Pictures must not appear in the copy. Reproduce exactly, and only, the lines from the one with "TARGET: estrella galicia logo" through the end of the data below.

- Image point grounding data:
>>

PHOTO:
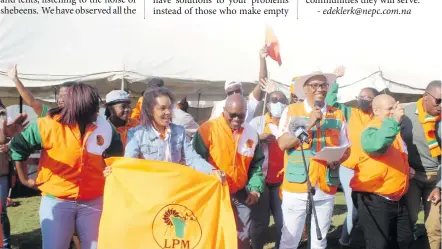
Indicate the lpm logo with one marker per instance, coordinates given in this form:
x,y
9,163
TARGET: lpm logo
x,y
176,227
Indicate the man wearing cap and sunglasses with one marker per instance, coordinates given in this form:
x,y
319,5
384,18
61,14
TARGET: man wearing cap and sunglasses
x,y
232,146
418,130
326,128
118,111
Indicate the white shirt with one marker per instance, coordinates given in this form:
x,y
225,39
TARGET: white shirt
x,y
252,103
343,140
167,153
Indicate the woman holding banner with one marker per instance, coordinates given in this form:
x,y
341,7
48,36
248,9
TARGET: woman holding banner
x,y
157,138
73,139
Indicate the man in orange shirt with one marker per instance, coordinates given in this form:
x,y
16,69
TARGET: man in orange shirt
x,y
232,145
326,128
382,178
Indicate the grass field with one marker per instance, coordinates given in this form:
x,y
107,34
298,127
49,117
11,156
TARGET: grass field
x,y
26,233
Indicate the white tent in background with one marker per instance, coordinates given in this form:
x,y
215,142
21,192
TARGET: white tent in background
x,y
196,54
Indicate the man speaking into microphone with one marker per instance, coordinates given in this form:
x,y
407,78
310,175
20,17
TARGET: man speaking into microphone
x,y
325,126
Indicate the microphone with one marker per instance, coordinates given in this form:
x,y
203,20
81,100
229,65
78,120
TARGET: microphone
x,y
297,127
320,104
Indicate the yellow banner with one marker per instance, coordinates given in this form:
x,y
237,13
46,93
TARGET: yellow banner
x,y
159,205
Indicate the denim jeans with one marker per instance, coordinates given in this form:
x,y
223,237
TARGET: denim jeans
x,y
59,219
242,218
345,175
6,227
269,202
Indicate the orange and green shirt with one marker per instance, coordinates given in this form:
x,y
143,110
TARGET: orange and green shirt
x,y
237,153
71,166
383,169
357,121
332,133
122,130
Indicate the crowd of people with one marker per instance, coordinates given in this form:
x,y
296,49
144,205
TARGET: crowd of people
x,y
390,167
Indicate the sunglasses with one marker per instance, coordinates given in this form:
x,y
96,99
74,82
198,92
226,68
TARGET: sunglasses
x,y
236,115
238,91
317,86
275,100
438,101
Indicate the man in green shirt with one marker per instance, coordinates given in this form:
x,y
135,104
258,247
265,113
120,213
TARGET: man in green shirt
x,y
30,100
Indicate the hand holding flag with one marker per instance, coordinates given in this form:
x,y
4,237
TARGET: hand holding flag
x,y
272,44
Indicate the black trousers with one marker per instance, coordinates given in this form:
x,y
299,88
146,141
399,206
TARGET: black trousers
x,y
386,224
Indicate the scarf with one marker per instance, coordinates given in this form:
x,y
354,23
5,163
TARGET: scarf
x,y
429,124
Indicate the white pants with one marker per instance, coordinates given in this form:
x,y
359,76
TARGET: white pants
x,y
294,215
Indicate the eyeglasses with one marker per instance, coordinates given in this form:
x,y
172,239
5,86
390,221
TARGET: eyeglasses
x,y
238,91
317,86
275,100
438,101
235,115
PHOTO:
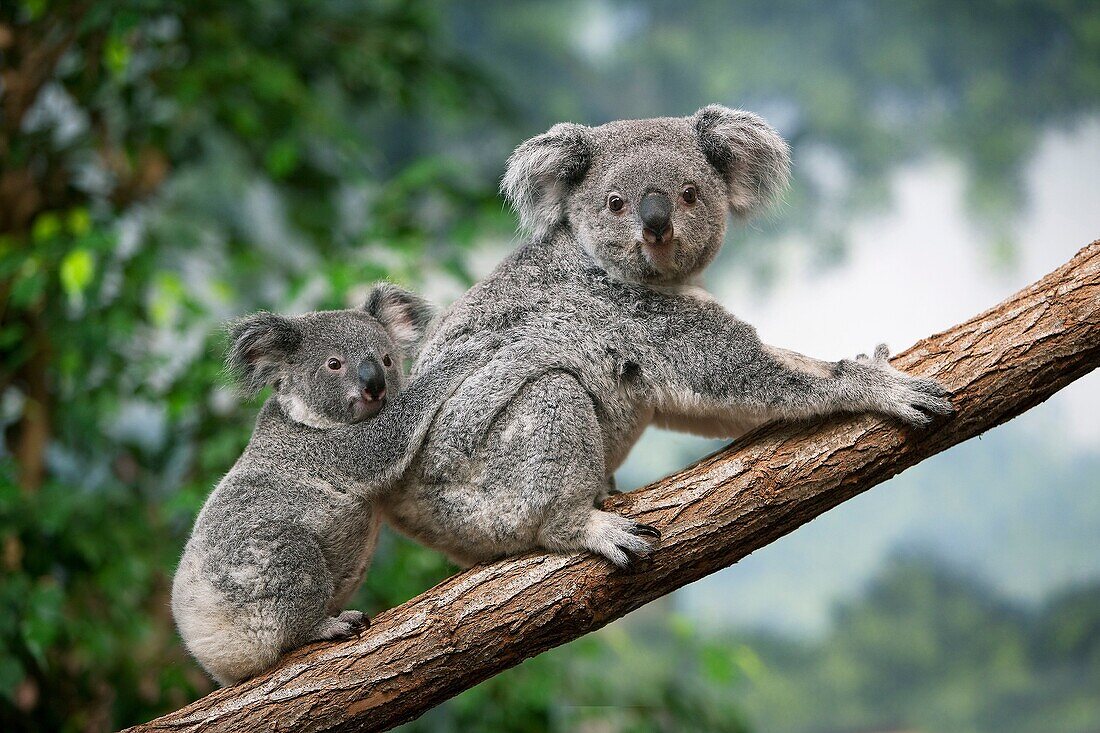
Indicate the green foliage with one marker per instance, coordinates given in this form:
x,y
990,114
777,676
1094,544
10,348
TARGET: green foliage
x,y
931,649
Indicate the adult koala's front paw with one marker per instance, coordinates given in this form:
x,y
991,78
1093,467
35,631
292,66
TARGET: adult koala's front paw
x,y
914,400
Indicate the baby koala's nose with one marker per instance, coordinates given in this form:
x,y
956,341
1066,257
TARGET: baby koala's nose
x,y
372,379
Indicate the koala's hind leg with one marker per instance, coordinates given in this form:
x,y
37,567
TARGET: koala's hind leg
x,y
559,463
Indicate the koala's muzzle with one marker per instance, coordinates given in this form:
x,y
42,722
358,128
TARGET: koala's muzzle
x,y
372,379
656,212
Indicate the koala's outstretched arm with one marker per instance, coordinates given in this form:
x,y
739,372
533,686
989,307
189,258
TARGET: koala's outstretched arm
x,y
724,380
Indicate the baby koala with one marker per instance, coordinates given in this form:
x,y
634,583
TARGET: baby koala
x,y
285,538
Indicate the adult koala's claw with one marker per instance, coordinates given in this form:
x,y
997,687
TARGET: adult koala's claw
x,y
646,531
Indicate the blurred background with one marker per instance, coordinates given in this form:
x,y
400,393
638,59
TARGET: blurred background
x,y
166,165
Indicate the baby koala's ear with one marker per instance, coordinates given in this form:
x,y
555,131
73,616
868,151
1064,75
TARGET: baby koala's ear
x,y
260,346
404,314
752,157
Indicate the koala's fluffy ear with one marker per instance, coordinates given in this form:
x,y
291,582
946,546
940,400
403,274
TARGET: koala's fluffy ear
x,y
541,171
260,346
754,159
404,314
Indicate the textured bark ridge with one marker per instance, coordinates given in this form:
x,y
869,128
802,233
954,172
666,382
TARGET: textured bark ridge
x,y
491,617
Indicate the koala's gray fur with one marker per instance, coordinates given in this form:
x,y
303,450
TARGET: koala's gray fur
x,y
286,536
613,296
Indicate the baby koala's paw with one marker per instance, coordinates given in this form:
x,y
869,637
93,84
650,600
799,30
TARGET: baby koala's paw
x,y
914,400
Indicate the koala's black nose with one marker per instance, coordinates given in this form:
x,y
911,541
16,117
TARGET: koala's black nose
x,y
372,378
656,211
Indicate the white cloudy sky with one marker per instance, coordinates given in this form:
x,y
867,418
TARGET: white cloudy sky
x,y
908,274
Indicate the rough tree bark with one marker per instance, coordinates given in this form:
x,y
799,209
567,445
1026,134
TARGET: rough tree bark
x,y
491,617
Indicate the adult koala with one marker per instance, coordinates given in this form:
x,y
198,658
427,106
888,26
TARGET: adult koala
x,y
624,219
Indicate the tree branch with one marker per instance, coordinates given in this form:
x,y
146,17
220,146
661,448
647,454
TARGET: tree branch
x,y
491,617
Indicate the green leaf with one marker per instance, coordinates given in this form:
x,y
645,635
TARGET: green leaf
x,y
282,157
11,674
45,228
77,270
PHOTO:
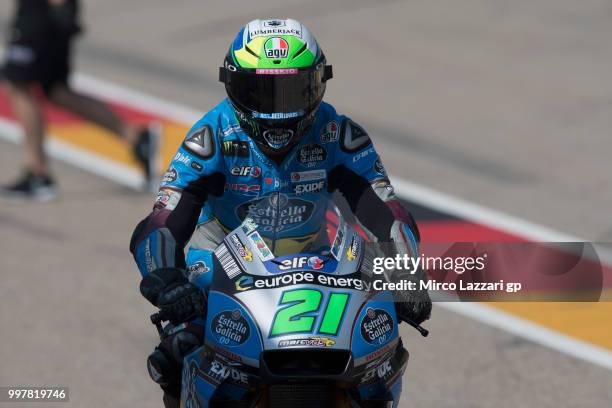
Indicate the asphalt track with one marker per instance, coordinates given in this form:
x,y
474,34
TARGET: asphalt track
x,y
70,310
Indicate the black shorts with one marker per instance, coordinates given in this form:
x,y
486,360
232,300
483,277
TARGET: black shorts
x,y
41,57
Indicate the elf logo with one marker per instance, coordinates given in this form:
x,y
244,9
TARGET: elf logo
x,y
276,47
312,262
246,171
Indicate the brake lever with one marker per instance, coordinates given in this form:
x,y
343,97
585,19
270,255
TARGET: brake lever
x,y
423,331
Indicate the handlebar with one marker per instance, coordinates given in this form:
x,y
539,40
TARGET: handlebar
x,y
423,331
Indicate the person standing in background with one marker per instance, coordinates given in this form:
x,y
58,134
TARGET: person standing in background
x,y
38,54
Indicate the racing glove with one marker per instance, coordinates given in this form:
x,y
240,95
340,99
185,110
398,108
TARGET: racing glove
x,y
178,299
413,305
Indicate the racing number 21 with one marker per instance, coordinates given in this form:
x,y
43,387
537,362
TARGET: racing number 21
x,y
301,309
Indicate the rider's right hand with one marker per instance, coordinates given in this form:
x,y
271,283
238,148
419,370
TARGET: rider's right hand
x,y
177,298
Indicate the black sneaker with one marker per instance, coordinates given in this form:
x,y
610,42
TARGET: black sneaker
x,y
145,151
31,187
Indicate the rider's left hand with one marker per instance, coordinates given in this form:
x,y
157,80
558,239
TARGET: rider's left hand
x,y
414,305
178,299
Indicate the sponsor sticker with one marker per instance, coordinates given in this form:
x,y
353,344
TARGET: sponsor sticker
x,y
197,269
363,154
309,188
167,199
330,133
276,47
276,212
248,226
376,326
337,245
182,158
310,175
230,328
262,249
170,176
241,249
274,23
307,342
220,372
310,154
236,148
298,278
227,261
379,168
276,71
200,142
353,250
244,283
244,189
382,371
246,171
301,262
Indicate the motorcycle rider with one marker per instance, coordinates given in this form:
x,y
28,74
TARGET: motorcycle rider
x,y
273,138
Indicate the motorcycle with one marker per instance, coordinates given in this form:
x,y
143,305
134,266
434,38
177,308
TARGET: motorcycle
x,y
294,329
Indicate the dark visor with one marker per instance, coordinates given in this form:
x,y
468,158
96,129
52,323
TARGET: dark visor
x,y
276,93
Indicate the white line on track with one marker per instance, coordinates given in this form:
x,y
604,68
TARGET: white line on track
x,y
406,189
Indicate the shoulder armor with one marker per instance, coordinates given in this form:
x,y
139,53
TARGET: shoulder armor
x,y
200,142
353,137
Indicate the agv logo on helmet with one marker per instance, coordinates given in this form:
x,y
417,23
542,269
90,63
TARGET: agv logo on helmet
x,y
275,76
276,47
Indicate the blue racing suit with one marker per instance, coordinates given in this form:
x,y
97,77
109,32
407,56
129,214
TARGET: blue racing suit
x,y
219,175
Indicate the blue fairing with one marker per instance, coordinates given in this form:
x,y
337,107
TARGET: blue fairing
x,y
383,326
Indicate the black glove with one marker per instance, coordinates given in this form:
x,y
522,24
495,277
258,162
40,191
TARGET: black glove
x,y
413,305
64,19
178,299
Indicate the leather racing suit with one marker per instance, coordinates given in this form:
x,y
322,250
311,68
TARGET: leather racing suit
x,y
219,175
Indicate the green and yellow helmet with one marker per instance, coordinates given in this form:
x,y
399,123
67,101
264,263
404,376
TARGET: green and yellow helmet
x,y
274,74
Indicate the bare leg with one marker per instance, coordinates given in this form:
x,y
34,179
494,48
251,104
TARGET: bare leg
x,y
28,111
95,111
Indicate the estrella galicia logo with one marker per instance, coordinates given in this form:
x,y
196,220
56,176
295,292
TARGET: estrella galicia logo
x,y
230,328
376,326
311,154
276,212
237,148
379,168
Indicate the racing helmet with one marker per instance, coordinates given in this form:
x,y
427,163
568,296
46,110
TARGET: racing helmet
x,y
275,74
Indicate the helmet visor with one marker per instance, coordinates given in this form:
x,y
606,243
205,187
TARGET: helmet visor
x,y
282,93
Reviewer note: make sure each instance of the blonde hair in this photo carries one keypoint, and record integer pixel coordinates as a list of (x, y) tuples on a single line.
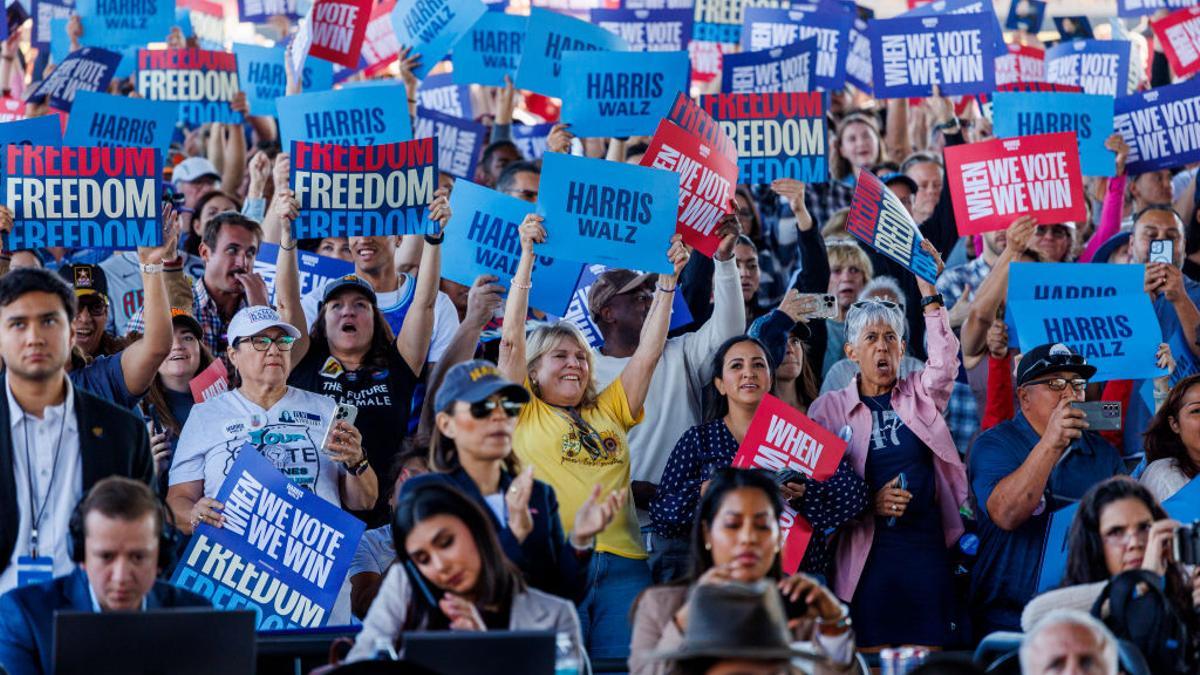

<<

- Answer to this problem:
TARGET: estrella galicia logo
x,y
230,328
376,326
311,154
276,212
237,148
379,168
Indicate the racing helmet with one marker per instance, coordinates given in this form:
x,y
427,163
568,296
46,110
TARGET: racing helmet
x,y
275,74
Indicate the helmet visor with one marker per instance, coordinates given in this form:
x,y
606,243
205,187
TARGET: helmet visor
x,y
282,93
Reviewer note: make sure each instance of the blonde hair in this photo carries one keypoint, and record integer pixel coordinates as a list of (x, y) tuples on a single line.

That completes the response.